Happy New Year!
I’ve decided to push my release target for A Contract in Azure and Indigo out to February. I’m shifting all my other release goals out a month at the same time too. So, Tears of the Joyous Mare is now penciled for March.
Why? I’m overwhelmed.
Everything related to getting the books out has become tight. Everything is a last-minute race against the clock. I like to be busy and have a lot going on, but it’s more than I can keep up with given my time constraints. I’ve been in a near-constant state of stress since November.
There’s also no real publishing factor behind why I’m doing this to myself. I’ll still meet my goals if the books are out a month later than I’d planned. I simply said I will put them out on X date and have been stubborn pushing to meet them… Regardless of new challenges and changes. Sticking with them has now become detrimental to the quality of the final product. I’m rushing and often exhausted, leading to mistakes and poor judgement.
As it turns out, being an author running an indie press is much like steering an ocean liner. Your focus needs to be a ways ahead and you must start making turns well before you need to. If a release takes longer than expected, it knocks down the releases behind it like dominoes. It’s exponentially bad. With each subsequent project you have less and less room to maneuver that big boat around. Sure, I can cry Allons-y and save the ship. But I can’t keep that effort up forever, it’s exhausting. And— if I’m resorting to heroic efforts every week to stay on course— I think it’s possible that maybe, just maaaaaybe, I’m doing something wrong…
So, I’m making changes in the new year and giving myself more time to get shit done right.

▶ **TASK LIST**
(1) Transcribe the release update word for word, from "There’s also no" up to and including "and poor judgement.".
(2) Using the release update, answer these questions:
(a) To which month has the release target for A Contract in Azure and Indigo been pushed?
(b) Since what month has the writer been in a near-constant state of stress?
(c) What is being an author running an indie press compared to?

▶ **DATA SEGMENT**
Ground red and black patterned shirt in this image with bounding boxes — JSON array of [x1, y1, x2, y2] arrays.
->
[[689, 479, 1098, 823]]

▶ **FULL ANSWERS**
(1)
There’s also no real publishing factor behind why I’m doing this to myself. I’ll still meet my goals if the books are out a month later than I’d planned. I simply said I will put them out on X date and have been stubborn pushing to meet them… Regardless of new challenges and changes. Sticking with them has now become detrimental to the quality of the final product. I’m rushing and often exhausted, leading to mistakes and poor judgement.

(2)
(a) February
(b) November
(c) Steering an ocean liner